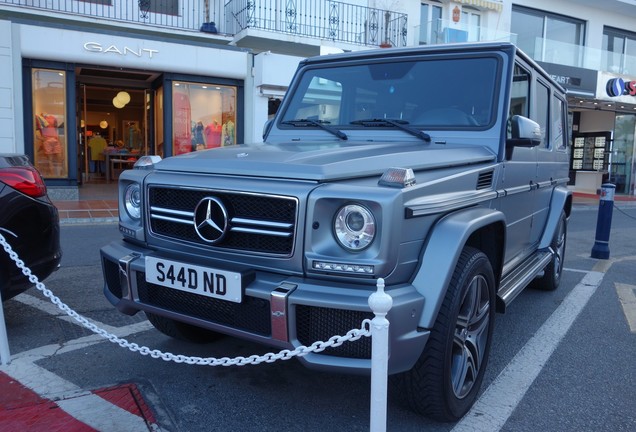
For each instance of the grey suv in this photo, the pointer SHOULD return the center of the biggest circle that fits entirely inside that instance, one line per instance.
(441, 169)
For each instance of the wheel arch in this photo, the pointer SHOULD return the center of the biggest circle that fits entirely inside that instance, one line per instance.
(480, 227)
(561, 201)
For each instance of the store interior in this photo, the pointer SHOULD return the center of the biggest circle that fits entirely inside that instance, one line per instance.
(114, 113)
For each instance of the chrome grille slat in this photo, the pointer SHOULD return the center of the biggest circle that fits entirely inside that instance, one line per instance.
(257, 223)
(260, 231)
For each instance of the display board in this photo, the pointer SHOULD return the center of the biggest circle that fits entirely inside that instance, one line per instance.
(590, 151)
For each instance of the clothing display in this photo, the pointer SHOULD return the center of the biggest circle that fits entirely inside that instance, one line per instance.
(213, 135)
(227, 133)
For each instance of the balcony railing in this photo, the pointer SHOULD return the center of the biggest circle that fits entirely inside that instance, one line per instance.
(552, 51)
(330, 20)
(444, 31)
(173, 14)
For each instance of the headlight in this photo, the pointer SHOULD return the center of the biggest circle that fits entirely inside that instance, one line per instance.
(354, 227)
(132, 201)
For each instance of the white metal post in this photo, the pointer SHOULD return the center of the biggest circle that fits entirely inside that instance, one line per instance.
(380, 303)
(5, 356)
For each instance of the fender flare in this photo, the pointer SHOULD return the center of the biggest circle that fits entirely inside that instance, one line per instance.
(561, 200)
(441, 252)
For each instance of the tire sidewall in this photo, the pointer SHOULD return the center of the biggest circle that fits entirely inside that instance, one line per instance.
(478, 265)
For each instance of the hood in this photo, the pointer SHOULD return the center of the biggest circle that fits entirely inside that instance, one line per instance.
(323, 161)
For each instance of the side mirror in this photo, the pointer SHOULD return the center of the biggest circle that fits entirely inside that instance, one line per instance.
(267, 127)
(525, 132)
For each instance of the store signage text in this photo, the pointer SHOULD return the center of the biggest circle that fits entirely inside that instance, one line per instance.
(122, 50)
(566, 80)
(619, 87)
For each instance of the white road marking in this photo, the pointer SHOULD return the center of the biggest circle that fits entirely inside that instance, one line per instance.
(627, 296)
(494, 407)
(82, 405)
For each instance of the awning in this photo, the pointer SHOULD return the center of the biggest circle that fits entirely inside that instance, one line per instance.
(483, 4)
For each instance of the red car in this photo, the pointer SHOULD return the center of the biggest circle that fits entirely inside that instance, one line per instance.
(29, 222)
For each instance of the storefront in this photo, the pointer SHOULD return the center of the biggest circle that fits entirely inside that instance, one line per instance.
(100, 93)
(603, 119)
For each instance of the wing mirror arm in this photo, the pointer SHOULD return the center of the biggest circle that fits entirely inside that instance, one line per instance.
(525, 132)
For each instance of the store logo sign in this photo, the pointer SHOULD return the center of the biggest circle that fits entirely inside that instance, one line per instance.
(122, 50)
(619, 87)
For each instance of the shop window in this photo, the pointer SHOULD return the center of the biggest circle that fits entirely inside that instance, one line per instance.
(99, 2)
(49, 126)
(203, 116)
(430, 22)
(166, 7)
(549, 37)
(159, 150)
(619, 51)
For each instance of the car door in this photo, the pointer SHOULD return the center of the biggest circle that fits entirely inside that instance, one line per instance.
(519, 175)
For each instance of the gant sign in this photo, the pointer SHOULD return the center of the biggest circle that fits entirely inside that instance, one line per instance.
(119, 50)
(619, 87)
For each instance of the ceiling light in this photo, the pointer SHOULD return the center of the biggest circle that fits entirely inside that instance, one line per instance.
(117, 103)
(123, 97)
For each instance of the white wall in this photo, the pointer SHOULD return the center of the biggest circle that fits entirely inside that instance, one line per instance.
(272, 75)
(11, 134)
(597, 121)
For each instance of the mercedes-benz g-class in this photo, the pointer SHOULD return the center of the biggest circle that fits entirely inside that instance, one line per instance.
(441, 169)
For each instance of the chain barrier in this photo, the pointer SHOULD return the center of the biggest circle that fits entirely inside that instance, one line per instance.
(334, 341)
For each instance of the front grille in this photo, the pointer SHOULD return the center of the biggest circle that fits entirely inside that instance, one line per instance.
(319, 324)
(251, 315)
(257, 223)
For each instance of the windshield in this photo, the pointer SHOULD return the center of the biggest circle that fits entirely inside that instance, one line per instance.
(427, 93)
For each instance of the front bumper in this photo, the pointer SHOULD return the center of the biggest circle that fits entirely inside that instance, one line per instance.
(277, 310)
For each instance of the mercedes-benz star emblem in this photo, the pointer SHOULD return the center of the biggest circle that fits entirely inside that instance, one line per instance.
(210, 220)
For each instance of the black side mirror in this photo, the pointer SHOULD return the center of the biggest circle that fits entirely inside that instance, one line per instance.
(525, 132)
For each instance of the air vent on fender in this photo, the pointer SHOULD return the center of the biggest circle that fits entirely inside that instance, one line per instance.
(485, 180)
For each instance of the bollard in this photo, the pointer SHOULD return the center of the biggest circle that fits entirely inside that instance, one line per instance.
(600, 249)
(380, 303)
(5, 356)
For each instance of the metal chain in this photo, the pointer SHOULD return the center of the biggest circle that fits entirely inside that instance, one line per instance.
(334, 341)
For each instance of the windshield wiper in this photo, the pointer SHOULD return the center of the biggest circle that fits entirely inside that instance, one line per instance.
(322, 124)
(400, 124)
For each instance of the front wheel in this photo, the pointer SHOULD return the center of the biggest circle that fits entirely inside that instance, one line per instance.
(445, 380)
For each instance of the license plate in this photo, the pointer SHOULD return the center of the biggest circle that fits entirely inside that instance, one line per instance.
(195, 279)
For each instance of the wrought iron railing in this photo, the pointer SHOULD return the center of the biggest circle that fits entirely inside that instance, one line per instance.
(174, 14)
(330, 20)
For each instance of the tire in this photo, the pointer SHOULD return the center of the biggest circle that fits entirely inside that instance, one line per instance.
(182, 331)
(444, 382)
(551, 278)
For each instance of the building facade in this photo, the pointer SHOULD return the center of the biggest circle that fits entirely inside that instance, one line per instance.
(174, 76)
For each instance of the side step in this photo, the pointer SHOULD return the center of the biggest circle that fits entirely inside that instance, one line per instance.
(514, 282)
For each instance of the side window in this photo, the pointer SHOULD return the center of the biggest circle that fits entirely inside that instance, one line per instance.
(559, 139)
(543, 112)
(519, 94)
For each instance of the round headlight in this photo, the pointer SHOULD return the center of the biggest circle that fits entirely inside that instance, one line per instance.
(354, 227)
(132, 201)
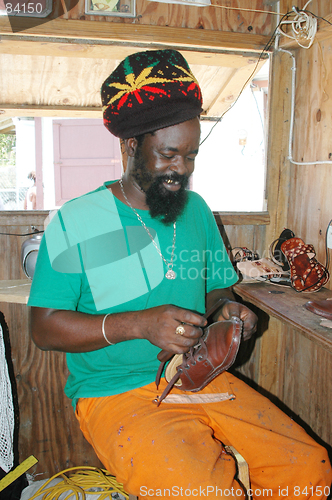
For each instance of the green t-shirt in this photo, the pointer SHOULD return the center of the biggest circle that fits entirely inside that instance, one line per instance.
(95, 257)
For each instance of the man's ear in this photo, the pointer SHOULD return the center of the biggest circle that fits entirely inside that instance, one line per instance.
(130, 145)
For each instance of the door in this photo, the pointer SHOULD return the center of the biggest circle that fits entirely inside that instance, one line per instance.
(85, 156)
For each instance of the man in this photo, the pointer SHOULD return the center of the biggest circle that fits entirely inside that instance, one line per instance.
(130, 269)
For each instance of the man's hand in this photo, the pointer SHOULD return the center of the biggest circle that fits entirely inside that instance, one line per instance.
(232, 308)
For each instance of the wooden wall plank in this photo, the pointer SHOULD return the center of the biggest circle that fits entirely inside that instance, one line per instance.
(292, 372)
(310, 203)
(48, 427)
(278, 168)
(102, 30)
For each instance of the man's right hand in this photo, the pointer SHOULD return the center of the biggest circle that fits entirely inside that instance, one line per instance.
(161, 324)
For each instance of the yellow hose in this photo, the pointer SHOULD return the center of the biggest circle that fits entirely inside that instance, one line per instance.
(78, 480)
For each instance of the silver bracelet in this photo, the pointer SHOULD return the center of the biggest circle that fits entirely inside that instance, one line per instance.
(103, 329)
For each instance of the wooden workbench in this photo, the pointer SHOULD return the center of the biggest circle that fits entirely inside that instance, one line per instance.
(48, 428)
(290, 358)
(15, 291)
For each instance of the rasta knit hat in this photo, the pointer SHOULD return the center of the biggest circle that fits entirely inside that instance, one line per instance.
(148, 91)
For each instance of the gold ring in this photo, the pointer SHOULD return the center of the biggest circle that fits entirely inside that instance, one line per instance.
(179, 330)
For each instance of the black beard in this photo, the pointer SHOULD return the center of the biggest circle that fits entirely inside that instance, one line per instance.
(164, 205)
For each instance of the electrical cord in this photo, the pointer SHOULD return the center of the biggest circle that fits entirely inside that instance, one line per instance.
(303, 25)
(79, 481)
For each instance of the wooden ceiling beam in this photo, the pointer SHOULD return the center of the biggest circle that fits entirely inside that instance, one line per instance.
(52, 111)
(83, 31)
(44, 47)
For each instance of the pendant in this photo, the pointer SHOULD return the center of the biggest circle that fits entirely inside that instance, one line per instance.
(170, 275)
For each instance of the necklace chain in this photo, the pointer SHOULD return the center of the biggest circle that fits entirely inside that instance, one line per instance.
(170, 273)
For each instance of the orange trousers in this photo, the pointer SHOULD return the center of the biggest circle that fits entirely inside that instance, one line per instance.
(177, 449)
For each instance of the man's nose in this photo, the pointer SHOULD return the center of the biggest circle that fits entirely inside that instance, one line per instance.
(180, 165)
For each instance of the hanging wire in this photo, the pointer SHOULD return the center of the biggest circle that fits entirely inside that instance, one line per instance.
(265, 49)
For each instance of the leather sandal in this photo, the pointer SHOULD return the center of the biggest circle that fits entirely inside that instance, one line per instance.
(307, 274)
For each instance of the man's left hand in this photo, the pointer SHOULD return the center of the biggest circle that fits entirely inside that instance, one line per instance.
(232, 308)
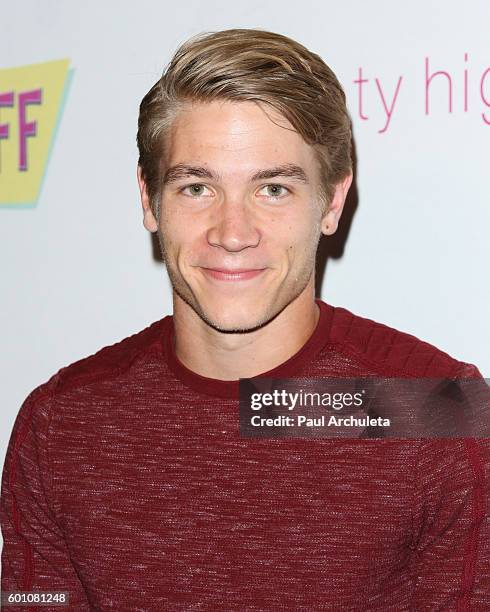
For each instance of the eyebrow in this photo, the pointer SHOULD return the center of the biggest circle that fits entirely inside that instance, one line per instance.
(180, 171)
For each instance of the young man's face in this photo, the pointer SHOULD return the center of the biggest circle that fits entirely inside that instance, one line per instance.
(240, 216)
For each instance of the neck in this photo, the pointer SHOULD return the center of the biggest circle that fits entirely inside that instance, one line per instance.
(225, 356)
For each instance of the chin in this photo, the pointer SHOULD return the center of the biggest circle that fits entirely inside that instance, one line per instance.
(236, 318)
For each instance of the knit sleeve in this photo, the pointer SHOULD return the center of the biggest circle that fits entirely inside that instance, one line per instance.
(34, 554)
(451, 560)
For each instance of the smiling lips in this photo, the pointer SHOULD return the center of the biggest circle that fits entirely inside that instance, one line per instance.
(232, 275)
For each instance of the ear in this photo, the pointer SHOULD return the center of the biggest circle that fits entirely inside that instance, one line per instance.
(149, 220)
(330, 220)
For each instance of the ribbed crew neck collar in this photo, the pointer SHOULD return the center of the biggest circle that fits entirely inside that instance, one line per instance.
(230, 388)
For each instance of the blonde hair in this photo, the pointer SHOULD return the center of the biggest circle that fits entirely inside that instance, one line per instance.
(249, 65)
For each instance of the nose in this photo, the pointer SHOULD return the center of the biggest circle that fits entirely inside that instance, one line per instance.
(233, 227)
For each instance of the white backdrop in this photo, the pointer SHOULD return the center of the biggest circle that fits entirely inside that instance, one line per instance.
(77, 270)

------

## Problem statement
Write out, word for word, every line from the one containing "For each instance of the ribbed" through the last line of the records above.

## Complete output
For each instance of the ribbed crew neck collar in this photo, the pointer SHOULD return the center of the biggest circle that fits entirely inside that instance, one line per instance.
(230, 388)
For each instance of the blonde hair in this photo, the pointer SHOULD return the center of the biggest circle that fits entirely inside that instance, one line per instance.
(249, 65)
For each instance of the nose in this photo, the pointer SHOULD return the center of the biggest circle that fits entirely inside that instance, one line per instance.
(233, 227)
For each instance of the white backdrop in this photo, the pointer SHOULD return the center of the biggest circle that fits entirely inside that instance, one line per instance.
(77, 270)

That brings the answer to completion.